| INSTRUCTIONS |
1) Could you repeat, word for word, the lines of the records from the one containing "of the dark" through the end of the records, inclusive?
2) Can you continue the forum thread about pricing a seasonal plowing and sanding contract for a lot from where it stops?

# quick help on lot



## mike13 (Sep 27, 2010)

I hv a lot that that is around 20k sq ft they want the lot cleared an walks cleared an sand/salt mix an they want to do a seasonal contract for only $6k. I don't think it's worth it. I'm in southern mass an there is another lot that is almost 30 sq fft walks an salt sand mix for $9k. An I need to push the snow out a gate which is not an issue unless you go to far an drive over a 30 ft drop (Hazzard pay is extra)
I'm looking at 1200lbs of sand salt mix for walks an lot an On both they want it plowed every 2 inches. Is that a good price or should I separate the sanding an charge separately. 
Any help would be great.


----------



## grandview (Oct 9, 2005)

Counter it or walk. Give them a seasonal with salt extra.


----------



## cet (Oct 2, 2004)

I think you need a new keyboard, the letter "d" doesn't seem to be working.

That would be a great price where I am. I don't think you will go through that much sand/salt either, that would be a heavy application.

[Excerpts of pointing data]
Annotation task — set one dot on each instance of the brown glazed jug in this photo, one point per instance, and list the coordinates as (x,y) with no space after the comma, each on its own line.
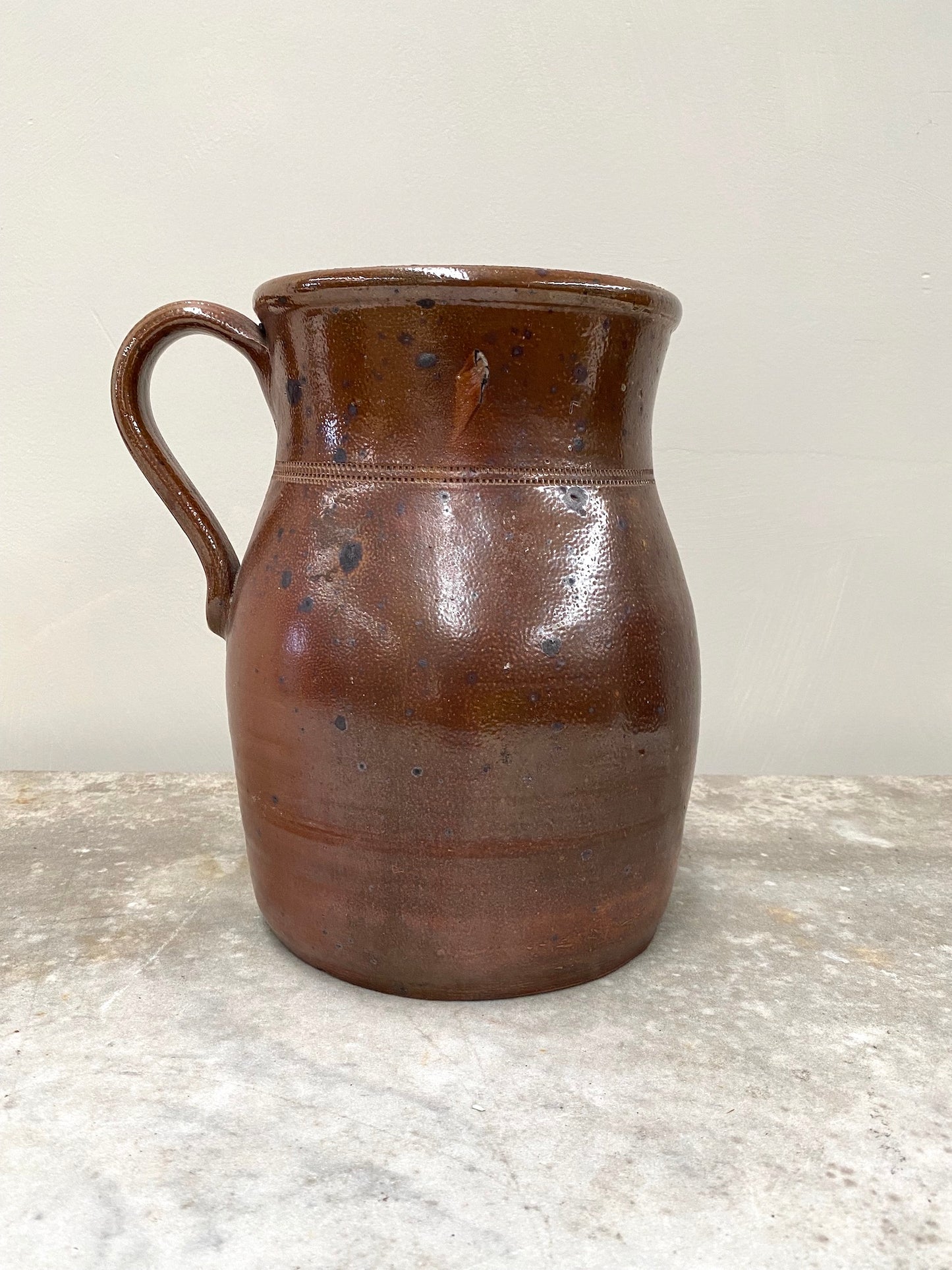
(462,671)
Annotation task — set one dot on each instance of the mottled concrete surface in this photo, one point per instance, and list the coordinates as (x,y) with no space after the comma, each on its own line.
(768,1086)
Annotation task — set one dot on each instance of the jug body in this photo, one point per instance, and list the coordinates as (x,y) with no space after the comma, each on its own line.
(462,670)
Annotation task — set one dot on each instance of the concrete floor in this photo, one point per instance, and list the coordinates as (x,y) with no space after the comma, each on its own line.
(768,1086)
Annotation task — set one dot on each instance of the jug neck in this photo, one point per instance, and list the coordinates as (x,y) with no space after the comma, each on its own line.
(499,368)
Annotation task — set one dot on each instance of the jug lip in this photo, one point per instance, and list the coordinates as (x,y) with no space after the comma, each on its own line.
(559,286)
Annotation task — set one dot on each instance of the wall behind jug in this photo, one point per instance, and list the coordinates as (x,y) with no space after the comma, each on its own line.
(783,168)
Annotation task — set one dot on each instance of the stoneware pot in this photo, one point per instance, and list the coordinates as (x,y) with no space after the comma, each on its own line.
(462,670)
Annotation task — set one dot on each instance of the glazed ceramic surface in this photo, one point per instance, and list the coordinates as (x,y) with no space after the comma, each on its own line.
(462,670)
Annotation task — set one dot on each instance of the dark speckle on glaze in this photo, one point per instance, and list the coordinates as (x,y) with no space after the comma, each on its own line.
(349,556)
(575,500)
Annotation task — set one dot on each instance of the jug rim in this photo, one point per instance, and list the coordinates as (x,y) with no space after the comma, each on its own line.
(557,286)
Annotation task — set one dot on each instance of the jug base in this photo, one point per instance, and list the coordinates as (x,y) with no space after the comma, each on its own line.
(528,985)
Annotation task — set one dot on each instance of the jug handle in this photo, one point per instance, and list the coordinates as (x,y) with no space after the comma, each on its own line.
(134,415)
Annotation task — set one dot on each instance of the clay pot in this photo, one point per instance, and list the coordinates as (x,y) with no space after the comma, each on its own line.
(462,670)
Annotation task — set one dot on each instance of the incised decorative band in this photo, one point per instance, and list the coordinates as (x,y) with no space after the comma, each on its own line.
(374,474)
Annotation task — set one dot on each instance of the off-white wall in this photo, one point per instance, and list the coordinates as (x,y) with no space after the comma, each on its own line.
(785,168)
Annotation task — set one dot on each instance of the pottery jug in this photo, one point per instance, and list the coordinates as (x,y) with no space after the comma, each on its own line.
(462,671)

| TASK-BY-TASK ANSWERS |
1)
Annotation task — set one dot on each instance of the dark speckle on glaze in this photo, one point per instance, and list the coordinates as (x,y) with no space after the comma, each on its own line.
(349,556)
(575,500)
Annotation task — set one dot on each instance of the jug rim in this photo, one point per instance, and list the coordinates as (x,y) with no space after the comma, each on its own line.
(557,286)
Annotation task — set one dot on each instance of the jug base in this photo, one point per instance, and list the coordinates as (x,y) with no space after the comma, each on its own line.
(528,985)
Annotation task — set one dot on each instance of the jug handle in this photo, one point per instance, and list the coordinates as (x,y) with no space after the comma, each on its own line.
(134,415)
Annotation task — set one dot on each instance of the clay pot in this photo, one point per instance, and list the coordinates as (x,y) with no space after the comma, each on its own line.
(462,670)
Annotation task — set one dot on each instance of the incised decorative band in this photo, one point per instance, and list the coordinates as (x,y) with no space after the comma, each on its own line.
(374,474)
Annotation task — set one dot on each instance of the off-white wall in this photo, one point per instance, and list the coordinates as (x,y) with no space after the comma, each on its own line.
(785,168)
Annotation task — set one dot on each instance of the pottery jug in this photo, one point per instance, and list the coordinates as (x,y) with no space after the comma, each on its own line.
(462,671)

2)
----------



## Antlerart06 (Feb 28, 2011)

Care to show a photo of it


----------



## Buswell Forest (Jan 11, 2013)

On the $6000 seasonal..
I calculate you would make about $75 for each push and each sanding and be doing the walks for free.


----------



## mike13 (Sep 27, 2010)

grandview;1853676 said:


> Counter it or walk. Give them a seasonal with salt extra.


Ya i plan in it thanks


----------



## mike13 (Sep 27, 2010)

cet;1853687 said:


> I think you need a new keyboard, the letter "d" doesn't seem to be working.
> 
> That would be a great price where I am. I don't think you will go through that much sand/salt either, that would be a heavy application.


I think it's a decent price an the salt is on the high side for the all ice events


----------



## mike13 (Sep 27, 2010)

Buswell Forest;1853759 said:


> On the $6000 seasonal..
> I calculate you would make about $75 for each push and each sanding and be doing the walks for free.


I was thinking that too that.an for the walks that's one thing that's never free. Between both properties it's close to 2k feet long


----------



## mike13 (Sep 27, 2010)

Thanks guys. I'm still trying to figure out how to post pics on here. I'm on my cell so i have the mobile site not regular site


----------



## Citytow (Sep 21, 2014)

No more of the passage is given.